[Opening Records supplied section]

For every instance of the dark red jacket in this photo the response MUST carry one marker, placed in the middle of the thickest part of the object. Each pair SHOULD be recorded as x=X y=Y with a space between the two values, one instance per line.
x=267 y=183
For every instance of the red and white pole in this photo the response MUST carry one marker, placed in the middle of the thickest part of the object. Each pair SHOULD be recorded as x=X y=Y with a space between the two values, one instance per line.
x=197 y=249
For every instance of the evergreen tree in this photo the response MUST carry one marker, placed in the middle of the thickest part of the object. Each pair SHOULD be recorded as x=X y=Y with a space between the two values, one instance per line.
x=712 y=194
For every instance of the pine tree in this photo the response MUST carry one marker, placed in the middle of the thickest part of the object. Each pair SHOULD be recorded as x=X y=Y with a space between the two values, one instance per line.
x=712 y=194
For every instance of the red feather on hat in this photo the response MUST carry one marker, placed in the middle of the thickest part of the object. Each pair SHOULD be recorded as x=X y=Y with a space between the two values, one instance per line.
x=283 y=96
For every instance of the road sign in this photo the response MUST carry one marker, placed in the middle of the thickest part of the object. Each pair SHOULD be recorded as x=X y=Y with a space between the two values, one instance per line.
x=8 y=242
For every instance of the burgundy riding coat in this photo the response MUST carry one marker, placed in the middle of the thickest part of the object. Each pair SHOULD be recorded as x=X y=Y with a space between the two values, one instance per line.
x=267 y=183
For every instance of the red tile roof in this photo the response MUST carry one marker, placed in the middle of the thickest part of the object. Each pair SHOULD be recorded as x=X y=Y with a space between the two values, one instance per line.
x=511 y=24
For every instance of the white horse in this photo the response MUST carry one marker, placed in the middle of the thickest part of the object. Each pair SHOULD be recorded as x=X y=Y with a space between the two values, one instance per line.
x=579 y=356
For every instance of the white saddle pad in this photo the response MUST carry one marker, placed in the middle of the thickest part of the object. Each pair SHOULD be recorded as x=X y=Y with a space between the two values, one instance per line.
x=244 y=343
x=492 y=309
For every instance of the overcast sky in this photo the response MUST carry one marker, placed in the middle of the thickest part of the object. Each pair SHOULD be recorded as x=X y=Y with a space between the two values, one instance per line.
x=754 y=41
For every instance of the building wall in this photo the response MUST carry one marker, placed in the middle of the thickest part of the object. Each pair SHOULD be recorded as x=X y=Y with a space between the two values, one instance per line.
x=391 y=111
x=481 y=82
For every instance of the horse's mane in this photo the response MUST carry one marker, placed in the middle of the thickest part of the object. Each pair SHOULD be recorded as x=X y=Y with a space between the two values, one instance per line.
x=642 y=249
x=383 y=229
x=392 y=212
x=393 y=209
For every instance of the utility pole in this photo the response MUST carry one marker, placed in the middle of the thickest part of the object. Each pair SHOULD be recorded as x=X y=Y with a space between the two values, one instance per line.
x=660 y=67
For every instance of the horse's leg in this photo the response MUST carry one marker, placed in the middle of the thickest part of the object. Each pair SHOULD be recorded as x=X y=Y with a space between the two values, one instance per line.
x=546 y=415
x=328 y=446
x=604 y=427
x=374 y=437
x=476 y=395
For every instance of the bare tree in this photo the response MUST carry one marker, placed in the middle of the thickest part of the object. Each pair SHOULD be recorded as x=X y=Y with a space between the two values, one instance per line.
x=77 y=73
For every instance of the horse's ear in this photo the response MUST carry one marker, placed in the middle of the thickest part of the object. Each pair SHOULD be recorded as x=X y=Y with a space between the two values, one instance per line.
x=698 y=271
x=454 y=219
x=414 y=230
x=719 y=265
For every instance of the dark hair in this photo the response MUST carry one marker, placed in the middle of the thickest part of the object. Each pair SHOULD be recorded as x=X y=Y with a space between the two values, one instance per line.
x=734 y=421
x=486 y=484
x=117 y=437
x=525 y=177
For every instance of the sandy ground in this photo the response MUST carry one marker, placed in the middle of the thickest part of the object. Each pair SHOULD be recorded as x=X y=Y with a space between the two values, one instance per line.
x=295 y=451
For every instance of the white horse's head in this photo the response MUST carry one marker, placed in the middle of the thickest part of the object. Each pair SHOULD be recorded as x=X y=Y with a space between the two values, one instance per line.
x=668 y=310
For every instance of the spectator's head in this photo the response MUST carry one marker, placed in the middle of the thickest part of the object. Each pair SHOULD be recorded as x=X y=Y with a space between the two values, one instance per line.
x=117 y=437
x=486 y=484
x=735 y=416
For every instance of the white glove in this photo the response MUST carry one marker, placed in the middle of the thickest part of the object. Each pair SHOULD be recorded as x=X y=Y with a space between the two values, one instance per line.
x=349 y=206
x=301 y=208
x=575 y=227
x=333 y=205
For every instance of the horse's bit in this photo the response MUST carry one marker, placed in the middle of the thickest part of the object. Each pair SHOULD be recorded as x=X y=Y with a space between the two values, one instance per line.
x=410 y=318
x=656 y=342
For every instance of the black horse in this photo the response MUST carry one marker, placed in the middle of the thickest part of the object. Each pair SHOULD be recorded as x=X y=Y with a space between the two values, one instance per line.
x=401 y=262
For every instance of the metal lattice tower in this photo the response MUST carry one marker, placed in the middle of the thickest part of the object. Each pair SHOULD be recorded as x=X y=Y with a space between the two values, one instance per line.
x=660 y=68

[Closing Records supplied section]

### About this exercise
Once the records have been read, print them all again exactly.

### Solved exercise
For every instance of the dark red jacket in this photo the response MUST carry one marker, placed in the middle of the thickest part of the object. Each pair SHOULD be recorded as x=X y=Y with a space between the two values, one instance per line.
x=267 y=183
For every instance of the red and white pole in this photo the response MUST carry one marker, placed in the middle of the thickest part of the object. Each pair SHOULD be recorded as x=X y=Y with a space between the two values, one instance per line.
x=197 y=249
For every instance of the evergreen tree in this photo the response MUST carry one marker, placed in the middle of the thickest part of the object. Each pair SHOULD be recorded as x=X y=Y with a space between the two values, one instance per line.
x=712 y=194
For every instance of the pine tree in this photo the response MUST carry one marker, placed in the middle of the thickest part of the object. Each pair SHOULD be recorded as x=X y=Y with a space between the two values, one instance per line.
x=712 y=194
For every instance of the red feather on hat in this photo the response MUST carry one marker, placed in the middle of the thickest part of the object. Each pair SHOULD be recorded as x=X y=Y with a space between the two values, one instance per line.
x=283 y=96
For every instance of the road sign in this photo the response MUST carry one marker, placed in the middle of the thickest part of the object. Each pair SHOULD be recorded as x=X y=Y with a space between the two values, one instance per line.
x=8 y=242
For every instance of the burgundy riding coat in this photo the response MUST carry one marker, placed in the middle of the thickest part of the object. Each pair SHOULD be recorded as x=X y=Y with a space between the two values, one instance per line.
x=267 y=183
For every instance of the red tile roof in this photo the response MUST carry one marker, placed in the middle of the thickest part of the object. Each pair SHOULD be recorded as x=X y=Y with a space between the two values, one instance per line.
x=511 y=24
For every instance of the white horse in this photo the response MUST carry one marker, placed in the middle of the thickest part of the object. Each pair SHOULD be recorded as x=X y=Y with a space between the two values, one instance per line.
x=579 y=356
For every instance of the white saddle pad in this photo the response MUST carry one marker, placed in the middle of the thickest part of the object. Each pair SHOULD be recorded as x=X y=Y with a space between the two values, one instance per line.
x=244 y=343
x=492 y=309
For every instance of the overcast sky in this photo the response MUST carry one marker, placed in the middle of the thickest part of the object. Each pair SHOULD be recorded as x=X y=Y with a space between the two values, one instance per line.
x=754 y=41
For every instance of the building wall in this photo the response MUST carry one marker, placed in the middle of the thickest part of the object. Each pair SHOULD be recorded as x=X y=Y with a space between the two values, one instance per line.
x=391 y=111
x=481 y=82
For every instance of the horse's mane in this photo the response MUST carry one marker, placed in the middle of the thickest part of the object. Each pair SHOULD be recorded as x=X y=Y with a space between the two values, one instance per line.
x=642 y=249
x=383 y=229
x=392 y=212
x=393 y=209
For every instance of the utility pole in this photo the response MUST carry one marker, placed in the middle of the thickest part of the object. Each pair SHOULD be recorded as x=X y=Y with a space between the two values, one instance per line.
x=660 y=67
For every instance of the horse's leg in this photo the response MUST carry one marker, placed in the middle of the thickest part of the object. Each pair SHOULD be recorded as x=X y=Y with a space between the two values, one instance per line.
x=546 y=415
x=328 y=446
x=604 y=427
x=374 y=437
x=476 y=395
For every instance of the bare tree in this photo the response MUST carry one marker, placed in the middle of the thickest part of the object. Each pair SHOULD be recorded as x=X y=Y with a space between the two values, one instance per line.
x=77 y=73
For every instance of the horse's ear in this photo the response MUST carry one marker, placed in the middle of the thickest part of the object. Each pair SHOULD be recorded as x=X y=Y with a space between the two values, one instance per line.
x=698 y=271
x=454 y=219
x=414 y=230
x=719 y=265
For every instance of the dark hair in this photo the response MUST carry one marker, placed in the middle of the thickest part of the object. Each pair SHOULD be recorded as x=X y=Y with a space between the two values, one instance per line.
x=734 y=421
x=486 y=484
x=117 y=437
x=525 y=177
For every instance of the sandy ground in this photo the response MUST carry one marker, placed in the middle of the thickest part of the object. Each pair SHOULD be recorded as x=X y=Y with a space between the two values, one instance per line.
x=295 y=451
For every instance of the white horse's head in this photo the response MUST carry one marker, placed in the middle of the thickest part of the object. Each pair SHOULD be recorded as x=X y=Y with a space between the two values, one instance per line.
x=668 y=310
For every instance of the spectator's head in this photo the response MUST carry one marker, placed in the middle of the thickest part of the object. Each pair SHOULD be recorded as x=X y=Y with a space between the two values, one instance per line.
x=117 y=437
x=486 y=484
x=735 y=416
For every instance of the white glove in this photo the response MUST carry one marker, placed in the middle of the thickest part of the object. Each pair SHOULD be recorded as x=X y=Y with a space between the two values, one instance per line.
x=349 y=206
x=301 y=208
x=575 y=227
x=333 y=205
For every instance of the horse's bit in this photo the response MUST carry one marker, placed in the middle of the thickest part of the object. Each pair SHOULD be recorded as x=X y=Y with a space between the two values, one instance per line.
x=410 y=318
x=656 y=342
For every instance of the black horse in this photo the response MUST carry one marker, placed in the middle of the thickest part of the object. Each pair SHOULD be recorded as x=X y=Y with a space between the two values, one instance per line.
x=401 y=262
For every instance of the metal lattice tower in this photo the response MUST carry one marker, placed in the middle of the thickest part of the object. Each pair SHOULD be recorded as x=X y=Y with a space between the two values, one instance per line.
x=660 y=68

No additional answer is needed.